## What you will do:
Repeat verbatim the part of the passage on the economic effects of the 1977 canal treaties that opens with the words containing "The United States controls" and closes with "in March 1983.".

## Document:
- - - - - - -
Panama Economic Implications of the 1977 Treaties
The 1977 treaties and the related documents, which became
effective October 1, 1979, signaled important changes for the
Panamanian economy. The most obvious benefit was in receipts from
operation of the canal. Under the terms of the treaties, the
government of Panama receives from the Panama Canal Commission: a
fixed annuity of US$10 million; an annual payment of US$10 million
for public services such as police and fire protection, garbage
collection, and street maintenance, which Panama provides in the
canal operating areas and housing areas covered by the treaties; a
variable payment of US$0.30 per
Panama Canal net ton (see Glossary)
for each vessel transiting the canal (in 1986 this amounted to
US$57.6 million); and an additional annuity, not to exceed US$10
million, to be paid only when canal operations produce a profit. In
1986, for example, US$1.1 million was paid; in 1984, on the other
hand, canal operations registered a US$4.1-million loss, and no
payment was made.
The United States controls the tolls because of its majority
(five members) on the nine-member Panama Canal Commission, which
will operate the canal until December 31, 1999
(see The 1977 Treaties and Associated Agreements
, ch. 1). In order to encourage
use of the canal, tolls have remained relatively low, although high
enough to cover costs. (Under the United States law that
implemented the canal treaties, the canal must be operated on a
self-sustaining basis.) Maximum use of the canal is in Panama's
interest, because its annuity depends on transit tonnage. Tolls
were raised by nearly 30 percent in October 1979 and by an
additional 9.8 percent in March 1983.
- - - - - - -
## Data records:

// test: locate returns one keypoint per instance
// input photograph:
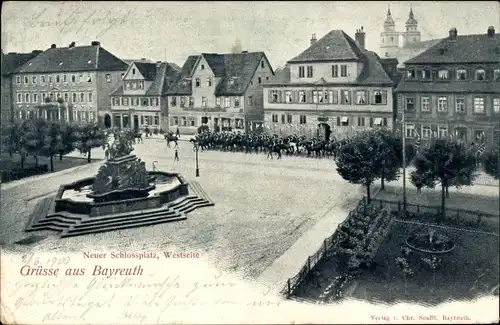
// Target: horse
(170, 137)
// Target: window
(274, 96)
(343, 70)
(425, 104)
(480, 74)
(478, 105)
(410, 130)
(426, 132)
(442, 104)
(443, 131)
(346, 97)
(426, 74)
(461, 74)
(460, 105)
(411, 75)
(302, 96)
(410, 103)
(301, 72)
(335, 71)
(443, 75)
(496, 74)
(309, 71)
(496, 105)
(361, 97)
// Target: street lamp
(197, 168)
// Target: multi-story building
(336, 86)
(141, 99)
(453, 88)
(69, 83)
(402, 45)
(10, 62)
(222, 91)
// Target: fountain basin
(420, 242)
(77, 197)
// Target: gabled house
(141, 98)
(335, 86)
(221, 91)
(10, 62)
(67, 83)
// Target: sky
(172, 31)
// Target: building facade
(141, 99)
(10, 62)
(402, 45)
(69, 83)
(452, 89)
(335, 87)
(221, 91)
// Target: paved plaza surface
(269, 215)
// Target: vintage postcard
(250, 162)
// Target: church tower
(412, 35)
(389, 38)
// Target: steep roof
(165, 75)
(464, 49)
(73, 59)
(236, 67)
(334, 46)
(13, 60)
(148, 70)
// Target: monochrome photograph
(328, 152)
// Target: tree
(89, 136)
(359, 160)
(448, 162)
(391, 154)
(490, 162)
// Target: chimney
(360, 38)
(453, 33)
(491, 31)
(313, 39)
- - - - - - -
## Solution to the problem:
The United States controls the tolls because of its majority
(five members) on the nine-member Panama Canal Commission, which
will operate the canal until December 31, 1999
(see The 1977 Treaties and Associated Agreements
, ch. 1). In order to encourage
use of the canal, tolls have remained relatively low, although high
enough to cover costs. (Under the United States law that
implemented the canal treaties, the canal must be operated on a
self-sustaining basis.) Maximum use of the canal is in Panama's
interest, because its annuity depends on transit tonnage. Tolls
were raised by nearly 30 percent in October 1979 and by an
additional 9.8 percent in March 1983.